■ WHAT TO PRODUCE ■
Copy every line, leaving nothing out and adding nothing.

.....

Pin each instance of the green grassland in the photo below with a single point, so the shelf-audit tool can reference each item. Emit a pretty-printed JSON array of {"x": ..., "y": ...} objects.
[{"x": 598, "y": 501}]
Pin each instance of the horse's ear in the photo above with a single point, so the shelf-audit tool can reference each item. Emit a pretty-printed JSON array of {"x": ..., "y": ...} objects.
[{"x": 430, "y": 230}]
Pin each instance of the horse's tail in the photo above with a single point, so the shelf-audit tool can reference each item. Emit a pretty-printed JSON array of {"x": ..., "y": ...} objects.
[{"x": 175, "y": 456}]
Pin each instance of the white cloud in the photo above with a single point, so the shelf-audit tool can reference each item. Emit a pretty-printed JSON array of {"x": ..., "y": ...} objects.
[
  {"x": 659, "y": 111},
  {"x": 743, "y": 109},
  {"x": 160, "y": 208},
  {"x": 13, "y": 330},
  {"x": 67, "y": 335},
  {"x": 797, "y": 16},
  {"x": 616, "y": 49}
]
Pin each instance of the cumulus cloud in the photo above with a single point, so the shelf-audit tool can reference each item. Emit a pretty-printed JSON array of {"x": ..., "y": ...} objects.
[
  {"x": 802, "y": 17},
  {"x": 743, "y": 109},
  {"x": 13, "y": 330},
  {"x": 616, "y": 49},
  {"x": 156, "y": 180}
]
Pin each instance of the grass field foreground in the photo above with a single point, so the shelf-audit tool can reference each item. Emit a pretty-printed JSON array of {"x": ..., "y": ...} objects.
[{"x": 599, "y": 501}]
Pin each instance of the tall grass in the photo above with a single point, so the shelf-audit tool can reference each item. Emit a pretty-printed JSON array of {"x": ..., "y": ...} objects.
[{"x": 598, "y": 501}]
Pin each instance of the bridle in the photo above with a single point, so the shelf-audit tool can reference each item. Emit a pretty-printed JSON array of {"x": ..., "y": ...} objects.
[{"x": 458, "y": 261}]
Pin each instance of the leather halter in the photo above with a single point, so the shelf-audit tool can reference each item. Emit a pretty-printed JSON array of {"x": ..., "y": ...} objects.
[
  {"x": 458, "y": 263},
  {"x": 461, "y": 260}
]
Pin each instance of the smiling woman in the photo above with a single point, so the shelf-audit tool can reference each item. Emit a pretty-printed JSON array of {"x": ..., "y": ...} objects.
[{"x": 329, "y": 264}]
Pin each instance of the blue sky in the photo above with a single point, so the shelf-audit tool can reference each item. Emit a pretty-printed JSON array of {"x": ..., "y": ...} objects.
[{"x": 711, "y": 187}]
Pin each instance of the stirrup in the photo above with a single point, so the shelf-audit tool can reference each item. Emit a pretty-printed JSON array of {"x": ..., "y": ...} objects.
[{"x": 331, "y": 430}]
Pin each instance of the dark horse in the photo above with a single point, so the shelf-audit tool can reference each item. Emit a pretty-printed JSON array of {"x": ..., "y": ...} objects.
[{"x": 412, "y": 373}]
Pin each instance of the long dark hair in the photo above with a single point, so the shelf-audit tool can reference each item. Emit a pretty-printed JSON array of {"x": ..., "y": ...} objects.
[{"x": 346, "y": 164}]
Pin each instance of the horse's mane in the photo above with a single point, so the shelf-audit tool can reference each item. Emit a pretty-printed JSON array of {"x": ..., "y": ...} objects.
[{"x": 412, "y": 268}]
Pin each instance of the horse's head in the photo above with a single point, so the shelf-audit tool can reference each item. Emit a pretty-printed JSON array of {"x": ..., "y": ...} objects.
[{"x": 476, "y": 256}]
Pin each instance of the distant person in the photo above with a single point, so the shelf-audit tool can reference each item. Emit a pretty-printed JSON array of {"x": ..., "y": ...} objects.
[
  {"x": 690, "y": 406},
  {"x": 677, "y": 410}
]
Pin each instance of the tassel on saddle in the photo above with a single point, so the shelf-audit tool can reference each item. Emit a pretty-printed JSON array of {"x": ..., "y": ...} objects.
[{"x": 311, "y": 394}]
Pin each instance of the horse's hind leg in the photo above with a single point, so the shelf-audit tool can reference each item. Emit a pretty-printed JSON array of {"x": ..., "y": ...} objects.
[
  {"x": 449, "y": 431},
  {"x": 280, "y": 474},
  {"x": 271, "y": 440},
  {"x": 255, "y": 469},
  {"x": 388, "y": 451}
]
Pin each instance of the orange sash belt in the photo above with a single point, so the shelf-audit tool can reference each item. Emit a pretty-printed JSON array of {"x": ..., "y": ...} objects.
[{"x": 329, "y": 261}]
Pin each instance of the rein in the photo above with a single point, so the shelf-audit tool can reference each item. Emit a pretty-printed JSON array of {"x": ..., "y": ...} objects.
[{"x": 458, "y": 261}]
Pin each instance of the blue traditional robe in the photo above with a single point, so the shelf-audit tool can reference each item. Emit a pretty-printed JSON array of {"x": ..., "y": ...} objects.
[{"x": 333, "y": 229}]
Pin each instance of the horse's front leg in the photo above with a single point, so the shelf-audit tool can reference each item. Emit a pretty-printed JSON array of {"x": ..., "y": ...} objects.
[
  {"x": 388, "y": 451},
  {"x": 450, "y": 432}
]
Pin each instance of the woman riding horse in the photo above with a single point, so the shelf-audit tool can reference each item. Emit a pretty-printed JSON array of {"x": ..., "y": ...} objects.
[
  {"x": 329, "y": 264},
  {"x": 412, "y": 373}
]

.....

■ RESPONSE TO THE EXERCISE ■
Pin each instance of the green grassland in the photo below with a single point, so the shelf-audit tool can reference each item. Emit a pretty-printed JSON array of {"x": ..., "y": ...} objects.
[{"x": 598, "y": 501}]
Pin each instance of the horse's ear in the photo above with a single point, so the shelf-audit tool can reference each item. Emit a pretty-printed JSON array of {"x": ..., "y": ...} objects.
[{"x": 430, "y": 230}]
Pin each instance of the horse's tail in the photo above with a single point, so the shelf-audit tool can reference each item. Emit a pretty-printed JSON array of {"x": ..., "y": ...} objects.
[{"x": 175, "y": 456}]
Pin each instance of the white cloud in the photo above with a single point, so the shelf-audit tool can reference each item. Emit a pretty-printed JSON array of {"x": ..., "y": ...} objects.
[
  {"x": 659, "y": 111},
  {"x": 743, "y": 109},
  {"x": 160, "y": 208},
  {"x": 13, "y": 330},
  {"x": 67, "y": 335},
  {"x": 797, "y": 16},
  {"x": 616, "y": 49}
]
Pin each instance of the cumulus cloud in the photo above with a single point, so the shelf-audit tool can reference each item. Emit a pretty-printed JSON array of {"x": ..., "y": ...} objects.
[
  {"x": 802, "y": 17},
  {"x": 743, "y": 109},
  {"x": 13, "y": 330},
  {"x": 616, "y": 49},
  {"x": 156, "y": 180}
]
Pin each instance of the grass field foreground in the photo above with a single point, so the shelf-audit tool can reference each item. Emit a pretty-printed JSON array of {"x": ..., "y": ...} objects.
[{"x": 599, "y": 501}]
Pin each instance of the tall grass in the photo above with a single point, so the shelf-audit tool can reference each item. Emit a pretty-printed JSON array of {"x": ..., "y": ...} objects.
[{"x": 598, "y": 501}]
Pin each instance of the bridle in the photo above with a single point, so the shelf-audit tool can reference each item. Emit a pretty-printed JSON array of {"x": ..., "y": ...} objects.
[{"x": 458, "y": 261}]
Pin each instance of the leather halter in the photo above with a single point, so the shelf-audit tool can reference each item. Emit a pretty-printed JSON array of {"x": ..., "y": ...} objects.
[
  {"x": 458, "y": 263},
  {"x": 461, "y": 260}
]
Pin each instance of the smiling woman in the photo above with a single point, so the shelf-audit tool can reference each item. Emit a pretty-printed JSON array of {"x": ..., "y": ...} objects.
[{"x": 329, "y": 264}]
Pin each instance of the blue sky in the photo above with a single point, so the shelf-audit tool can reference each item. Emit a pretty-printed JSON array of {"x": ..., "y": ...} objects.
[{"x": 711, "y": 187}]
Pin each instance of the stirrup in the photo above with a single point, so the shelf-audit tool can reference each item. Emit a pretty-printed JSON array of {"x": ..., "y": ...} objects.
[{"x": 331, "y": 430}]
Pin each instance of the dark horse in the photo above with a single point, so the shelf-audit tool can reference each item. Emit a pretty-printed JSON array of {"x": ..., "y": ...} objects.
[{"x": 412, "y": 373}]
Pin each instance of the long dark hair in the photo above with a single point, so the shelf-audit tool can reference each item. Emit a pretty-printed JSON array of {"x": ..., "y": ...} objects.
[{"x": 346, "y": 164}]
Pin each instance of the horse's mane in the photo above with a single point, so the shelf-audit tool can reference each item. Emit a pretty-printed JSON array of {"x": ..., "y": ...} objects.
[{"x": 412, "y": 268}]
Pin each instance of the horse's head in the photo above with a single point, so the shelf-audit tool can reference each item. Emit a pretty-printed JSON array of {"x": ..., "y": ...} objects.
[{"x": 476, "y": 256}]
Pin each instance of the distant person in the photo above with a single point, so the shelf-audit tool can reference each item. Emit a pretty-printed JSON array of {"x": ..., "y": ...} objects.
[
  {"x": 690, "y": 406},
  {"x": 677, "y": 410}
]
Pin each instance of the tassel on saddle in the photo above with a single point, so the shelf-audit tool can reference each item. Emit a pretty-printed JSON array of {"x": ..., "y": ...} objects.
[{"x": 311, "y": 394}]
Pin each instance of the horse's hind leg in the photo above with a single point, so the shelf-audit tool can reference each item. Emit a pretty-printed JSON array of {"x": ..., "y": ...} objects.
[
  {"x": 449, "y": 431},
  {"x": 280, "y": 474},
  {"x": 271, "y": 440},
  {"x": 255, "y": 469},
  {"x": 388, "y": 451}
]
Pin each instance of the orange sash belt in the photo above with a single point, so the shelf-audit tool can reference each item. Emit a pretty-printed JSON array of {"x": ..., "y": ...} objects.
[{"x": 329, "y": 261}]
Pin each instance of the rein in the photo above with a single point, so the shelf-audit tool can reference each item. Emit a pretty-printed JSON array of {"x": ..., "y": ...} objects.
[{"x": 458, "y": 261}]
Pin each instance of the blue traditional robe in the photo above with a single point, so the shelf-audit tool can reference each item. Emit a pretty-printed JSON array of {"x": ..., "y": ...} objects.
[{"x": 333, "y": 229}]
Pin each instance of the horse's front leg in the photo above with a single point, so the shelf-audit tool can reference each item. Emit a pretty-printed JSON array of {"x": ..., "y": ...} objects.
[
  {"x": 388, "y": 451},
  {"x": 450, "y": 432}
]
Pin each instance of the woman riding horse in the photo above with a single point, so the shelf-audit tool can reference each item. Emit a pretty-printed JSON array of {"x": ..., "y": ...} objects.
[
  {"x": 329, "y": 264},
  {"x": 412, "y": 373}
]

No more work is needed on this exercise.